- [Written problem]:
Recast each line of the data below as a JSON list of strings, one string per line, leaving out blank lines.

# # # # # # #

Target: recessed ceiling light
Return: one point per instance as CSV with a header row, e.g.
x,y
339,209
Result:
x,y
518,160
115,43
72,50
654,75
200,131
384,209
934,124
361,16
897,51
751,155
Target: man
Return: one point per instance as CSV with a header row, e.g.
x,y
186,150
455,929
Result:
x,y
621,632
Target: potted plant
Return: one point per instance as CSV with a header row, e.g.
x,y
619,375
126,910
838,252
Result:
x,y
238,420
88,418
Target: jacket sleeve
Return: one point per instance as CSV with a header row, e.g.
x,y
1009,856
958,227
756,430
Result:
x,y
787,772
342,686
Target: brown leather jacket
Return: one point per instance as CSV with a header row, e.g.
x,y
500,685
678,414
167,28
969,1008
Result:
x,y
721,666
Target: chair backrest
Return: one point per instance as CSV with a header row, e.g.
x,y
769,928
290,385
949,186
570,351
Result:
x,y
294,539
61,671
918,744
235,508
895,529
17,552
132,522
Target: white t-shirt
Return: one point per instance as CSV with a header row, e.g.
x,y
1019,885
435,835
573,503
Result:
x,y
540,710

# # # # # # #

- [Output of the task]:
[
  "Target: recessed ceiling light",
  "Return: one point per instance as CSV with a header row, e.g.",
  "x,y",
  "339,209",
  "Result:",
  "x,y",
  "518,160",
  "115,43",
  "72,50",
  "654,75",
  "200,131",
  "384,209",
  "934,124",
  "361,16",
  "897,51",
  "751,155",
  "Target: man",
  "Return: one point per instance as CSV with a header row, e.g.",
  "x,y",
  "186,150",
  "455,929",
  "Result:",
  "x,y",
  "621,632",
  "Target: potted plant",
  "Return: one point per instance as CSV with a header row, e.g.",
  "x,y",
  "619,375",
  "126,910",
  "838,252",
  "Result:",
  "x,y",
  "238,420",
  "88,418",
  "Target: jacket sleeve",
  "Return: one point per instance as CSV with a header row, e.g.",
  "x,y",
  "1009,856",
  "958,227",
  "756,430",
  "Result:",
  "x,y",
  "787,772",
  "342,686",
  "Target: brown leather jacket",
  "Return: one point per instance as CSV with a header row, e.g.",
  "x,y",
  "500,685",
  "678,414",
  "167,28",
  "969,1008",
  "Result:",
  "x,y",
  "721,666",
  "Target: chair backrest",
  "Return: one point per instance as CSV with a header row, e.g.",
  "x,y",
  "769,928",
  "290,385",
  "949,186",
  "570,351",
  "Result:",
  "x,y",
  "294,539",
  "61,671",
  "918,744",
  "235,508",
  "895,529",
  "17,552",
  "132,522",
  "Target: white t-shirt",
  "Return: one point per instance as CSV with a header row, e.g.",
  "x,y",
  "1019,885",
  "435,835",
  "573,503",
  "Result:",
  "x,y",
  "540,710"
]